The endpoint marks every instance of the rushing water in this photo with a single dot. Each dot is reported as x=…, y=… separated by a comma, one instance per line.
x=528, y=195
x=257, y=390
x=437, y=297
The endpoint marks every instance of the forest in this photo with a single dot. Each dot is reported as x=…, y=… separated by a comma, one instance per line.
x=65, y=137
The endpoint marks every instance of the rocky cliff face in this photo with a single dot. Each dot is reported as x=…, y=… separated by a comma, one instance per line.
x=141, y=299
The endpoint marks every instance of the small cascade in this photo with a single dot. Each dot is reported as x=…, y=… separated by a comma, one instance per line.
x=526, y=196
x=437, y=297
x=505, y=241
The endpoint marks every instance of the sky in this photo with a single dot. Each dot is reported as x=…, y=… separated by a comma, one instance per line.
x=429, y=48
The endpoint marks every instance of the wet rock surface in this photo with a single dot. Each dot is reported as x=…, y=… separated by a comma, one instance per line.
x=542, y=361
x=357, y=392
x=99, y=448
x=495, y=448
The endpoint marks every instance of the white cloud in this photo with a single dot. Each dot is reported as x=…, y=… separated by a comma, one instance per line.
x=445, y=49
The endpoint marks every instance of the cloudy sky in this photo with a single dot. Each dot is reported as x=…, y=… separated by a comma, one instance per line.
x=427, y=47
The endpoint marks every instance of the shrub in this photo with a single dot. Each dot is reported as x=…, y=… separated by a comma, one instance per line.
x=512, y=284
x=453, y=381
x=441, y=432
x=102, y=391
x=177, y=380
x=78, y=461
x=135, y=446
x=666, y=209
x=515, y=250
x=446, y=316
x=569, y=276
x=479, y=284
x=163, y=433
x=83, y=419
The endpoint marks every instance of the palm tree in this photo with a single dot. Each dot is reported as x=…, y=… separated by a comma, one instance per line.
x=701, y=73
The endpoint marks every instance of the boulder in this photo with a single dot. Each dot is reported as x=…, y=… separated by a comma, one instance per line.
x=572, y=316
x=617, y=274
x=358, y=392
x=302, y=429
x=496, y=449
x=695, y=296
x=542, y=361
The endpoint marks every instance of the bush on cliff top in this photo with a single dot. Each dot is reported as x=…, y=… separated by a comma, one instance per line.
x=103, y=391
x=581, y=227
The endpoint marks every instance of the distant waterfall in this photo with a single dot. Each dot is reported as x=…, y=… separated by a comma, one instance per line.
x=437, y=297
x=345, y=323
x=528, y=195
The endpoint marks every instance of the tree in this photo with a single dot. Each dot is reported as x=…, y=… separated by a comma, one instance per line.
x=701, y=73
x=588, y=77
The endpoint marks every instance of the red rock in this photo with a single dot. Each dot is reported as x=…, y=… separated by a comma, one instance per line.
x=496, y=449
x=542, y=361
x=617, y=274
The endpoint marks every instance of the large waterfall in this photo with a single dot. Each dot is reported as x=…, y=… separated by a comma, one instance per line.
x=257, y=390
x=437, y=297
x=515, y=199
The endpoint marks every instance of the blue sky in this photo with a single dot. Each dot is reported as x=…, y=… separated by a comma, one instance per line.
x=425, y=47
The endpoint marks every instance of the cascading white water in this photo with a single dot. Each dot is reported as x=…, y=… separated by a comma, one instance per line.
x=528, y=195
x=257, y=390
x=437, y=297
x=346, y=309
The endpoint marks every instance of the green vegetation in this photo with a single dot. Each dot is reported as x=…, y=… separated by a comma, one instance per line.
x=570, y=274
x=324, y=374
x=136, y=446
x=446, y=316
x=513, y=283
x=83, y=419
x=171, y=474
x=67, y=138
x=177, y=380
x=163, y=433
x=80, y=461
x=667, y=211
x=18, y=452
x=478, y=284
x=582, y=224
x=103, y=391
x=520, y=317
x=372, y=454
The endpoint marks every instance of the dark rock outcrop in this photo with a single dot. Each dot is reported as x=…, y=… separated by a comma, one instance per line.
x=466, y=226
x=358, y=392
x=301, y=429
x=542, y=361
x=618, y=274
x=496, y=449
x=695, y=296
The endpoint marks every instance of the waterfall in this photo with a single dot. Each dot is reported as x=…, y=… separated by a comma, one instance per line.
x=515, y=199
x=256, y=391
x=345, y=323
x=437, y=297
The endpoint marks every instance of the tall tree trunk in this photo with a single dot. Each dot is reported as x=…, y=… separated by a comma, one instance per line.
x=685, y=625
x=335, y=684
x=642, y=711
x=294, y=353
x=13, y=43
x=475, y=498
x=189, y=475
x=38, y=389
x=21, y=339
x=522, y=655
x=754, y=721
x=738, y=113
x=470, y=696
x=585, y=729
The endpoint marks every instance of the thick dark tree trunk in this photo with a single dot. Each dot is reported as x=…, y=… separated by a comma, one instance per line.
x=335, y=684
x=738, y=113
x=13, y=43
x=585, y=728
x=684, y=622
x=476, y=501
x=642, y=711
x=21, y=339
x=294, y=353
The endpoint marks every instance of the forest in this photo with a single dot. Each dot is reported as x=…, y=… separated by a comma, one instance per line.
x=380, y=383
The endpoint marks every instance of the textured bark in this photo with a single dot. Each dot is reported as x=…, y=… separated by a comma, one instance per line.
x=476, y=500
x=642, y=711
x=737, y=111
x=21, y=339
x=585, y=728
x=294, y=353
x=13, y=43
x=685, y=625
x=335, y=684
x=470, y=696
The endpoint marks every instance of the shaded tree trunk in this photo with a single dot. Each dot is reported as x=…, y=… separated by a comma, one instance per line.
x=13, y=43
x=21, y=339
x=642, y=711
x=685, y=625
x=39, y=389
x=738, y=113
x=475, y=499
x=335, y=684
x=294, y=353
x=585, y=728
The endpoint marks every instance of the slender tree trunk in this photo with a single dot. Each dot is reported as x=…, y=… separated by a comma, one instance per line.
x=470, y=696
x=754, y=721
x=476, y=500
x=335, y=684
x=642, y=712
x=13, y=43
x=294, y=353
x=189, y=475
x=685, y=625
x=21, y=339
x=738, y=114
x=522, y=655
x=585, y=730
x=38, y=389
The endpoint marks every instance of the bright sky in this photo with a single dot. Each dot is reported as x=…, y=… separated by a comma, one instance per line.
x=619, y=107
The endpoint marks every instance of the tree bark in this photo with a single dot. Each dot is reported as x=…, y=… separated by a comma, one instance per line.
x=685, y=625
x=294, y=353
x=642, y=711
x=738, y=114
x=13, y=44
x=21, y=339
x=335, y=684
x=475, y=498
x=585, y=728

================

Restate the entries above word for word.

### EXERCISE SOLUTION
The endpoint marks every instance of the rushing water in this photo with a single dot. Each dot is reported as x=…, y=… separated by a comma, one instance per line.
x=528, y=195
x=257, y=390
x=437, y=297
The endpoint marks every instance of the forest in this photo with a single dot. Each dot is reported as x=…, y=… separated by a comma, one instance per line.
x=65, y=137
The endpoint marks every instance of the rocky cliff face in this photo with a single dot. Each dot is reported as x=…, y=… separated by a comma, one instance per line.
x=141, y=299
The endpoint marks every instance of the small cascade in this photo with a single dot. Each dot is reported as x=…, y=… separated by a comma, one instance per line.
x=526, y=196
x=437, y=297
x=505, y=241
The endpoint marks every instance of the sky in this photo with a single dot. Each dot is reported as x=…, y=… separated by a comma, one instance per line.
x=429, y=48
The endpoint marks every instance of the wet rock surface in this photo with a single dot. Each dot is reported as x=…, y=… separated by a comma, one instance per line.
x=542, y=361
x=357, y=392
x=99, y=448
x=495, y=448
The endpoint marks every instance of the white cloud in this photo with a single dot. Each dot is reported as x=…, y=… separated by a comma, one instance per line.
x=445, y=49
The endpoint marks every instance of the cloudy sky in this photo with a single dot. Each dot is reported as x=…, y=… separated by a comma, one instance per line.
x=427, y=47
The endpoint marks every instance of the shrub in this photo with a single dot. Each dot is reported as x=…, y=… separated by a comma, one instance per line.
x=512, y=284
x=453, y=381
x=441, y=432
x=102, y=391
x=177, y=380
x=78, y=461
x=135, y=446
x=666, y=209
x=515, y=250
x=446, y=316
x=569, y=276
x=479, y=284
x=163, y=433
x=83, y=419
The endpoint marks every instance of the palm tree in this photo with a single dot. Each dot is reported as x=…, y=… separated by a comma, one instance per line.
x=701, y=73
The endpoint marks every instance of the boulder in this photo with a single dot. Each dot is reported as x=…, y=… separated by a comma, one instance per line.
x=572, y=316
x=617, y=274
x=358, y=392
x=302, y=429
x=496, y=449
x=695, y=296
x=542, y=361
The endpoint marks every instance of the bush on cliff top in this photo with a single dot. Each dot is reported as x=…, y=… separated by a comma, one instance per line.
x=103, y=391
x=581, y=227
The endpoint marks every instance of the distant waterfall in this photo with a single dot. Each dot is reported as x=…, y=… separated by a comma, one instance per line.
x=437, y=297
x=345, y=323
x=528, y=195
The endpoint marks every instance of the tree in this photo with a single dot. Each dot is reported as x=…, y=… separated by a comma, one instance per line.
x=701, y=73
x=588, y=77
The endpoint marks every instance of the red rock in this photo with a single dot. Each dot is reported as x=…, y=… separated by a comma, one instance per line.
x=496, y=449
x=542, y=361
x=617, y=274
The endpoint marks every instance of the large waterfall in this photo with a single dot. Each dot is reported as x=…, y=… separated by a comma, one instance per line.
x=257, y=390
x=437, y=297
x=515, y=199
The endpoint marks every instance of the blue sky in this photo with a single dot. Each dot is reported as x=…, y=… separated by a comma, one instance per line.
x=425, y=47
The endpoint marks every instance of the cascading white water in this photo with a single dot. Each dot is reported as x=…, y=… separated by a comma, one instance per line.
x=528, y=195
x=257, y=390
x=437, y=297
x=346, y=309
The endpoint marks every instance of the green vegetation in this photo with a single dot. Each dot is reported as x=…, y=… separated by a comma, one instance per line.
x=570, y=274
x=324, y=374
x=136, y=446
x=446, y=316
x=513, y=283
x=83, y=419
x=171, y=474
x=67, y=138
x=177, y=380
x=163, y=433
x=80, y=461
x=667, y=211
x=18, y=452
x=478, y=284
x=582, y=224
x=103, y=391
x=520, y=317
x=372, y=454
The endpoint marks every instance of the dark rock outcrop in this photo with a single dot. Each dot is reported as x=…, y=… separated by a comma, one instance per line.
x=466, y=226
x=358, y=392
x=301, y=429
x=542, y=361
x=618, y=274
x=496, y=449
x=695, y=296
The endpoint marks every instance of the waterfall in this photo with a single dot. Each dot is reported as x=…, y=… separated by a comma, one instance per line.
x=515, y=199
x=256, y=391
x=345, y=323
x=437, y=297
The endpoint marks every instance of the tall tree trunk in this photo with a single dot. Each dot is reported as x=…, y=… separated by a comma, one instance per line.
x=685, y=625
x=335, y=684
x=642, y=711
x=294, y=353
x=13, y=43
x=475, y=498
x=189, y=475
x=38, y=389
x=21, y=339
x=522, y=655
x=754, y=721
x=738, y=113
x=470, y=696
x=585, y=729
The endpoint marks every instance of the thick dark tree trunk in this photo with a single dot. Each dot is reported as x=…, y=… separated by a comma, one instance per line.
x=335, y=684
x=738, y=113
x=13, y=43
x=585, y=728
x=684, y=622
x=476, y=501
x=642, y=711
x=21, y=339
x=294, y=353
The endpoint marks every instance of the forest in this photo with a single dot. Each dot is reported as x=…, y=… separated by a comma, one instance per line.
x=380, y=383
The endpoint marks every instance of the textured bark in this photo with a single dot. Each dot is reported as x=…, y=… separated by a comma, one instance per line.
x=476, y=500
x=642, y=711
x=737, y=111
x=21, y=339
x=585, y=728
x=294, y=353
x=13, y=43
x=685, y=625
x=335, y=684
x=470, y=696
The endpoint marks every instance of the shaded tree trunk in this photo with a single dot. Each dot is reported as x=…, y=… separated by a comma, one instance per line.
x=13, y=43
x=21, y=339
x=642, y=711
x=685, y=625
x=39, y=389
x=738, y=113
x=475, y=499
x=335, y=684
x=294, y=353
x=585, y=728
The endpoint marks every instance of the slender tree trunk in this photo with a single dot. Each dot is reported as x=…, y=… separated by a comma, one instance per line.
x=470, y=696
x=754, y=721
x=476, y=500
x=335, y=684
x=642, y=712
x=13, y=43
x=294, y=353
x=189, y=475
x=685, y=625
x=21, y=339
x=738, y=114
x=522, y=655
x=585, y=730
x=38, y=389
The endpoint marks every instance of the bright sky in this photo with a single dot. Each dot is reported as x=…, y=… separated by a comma, one instance per line.
x=619, y=107
The endpoint marks every instance of the tree bark in this photo with a single dot. Each dot is reported as x=…, y=… separated by a comma, one instance per line.
x=685, y=625
x=294, y=353
x=642, y=711
x=738, y=114
x=13, y=44
x=21, y=339
x=335, y=684
x=475, y=498
x=585, y=728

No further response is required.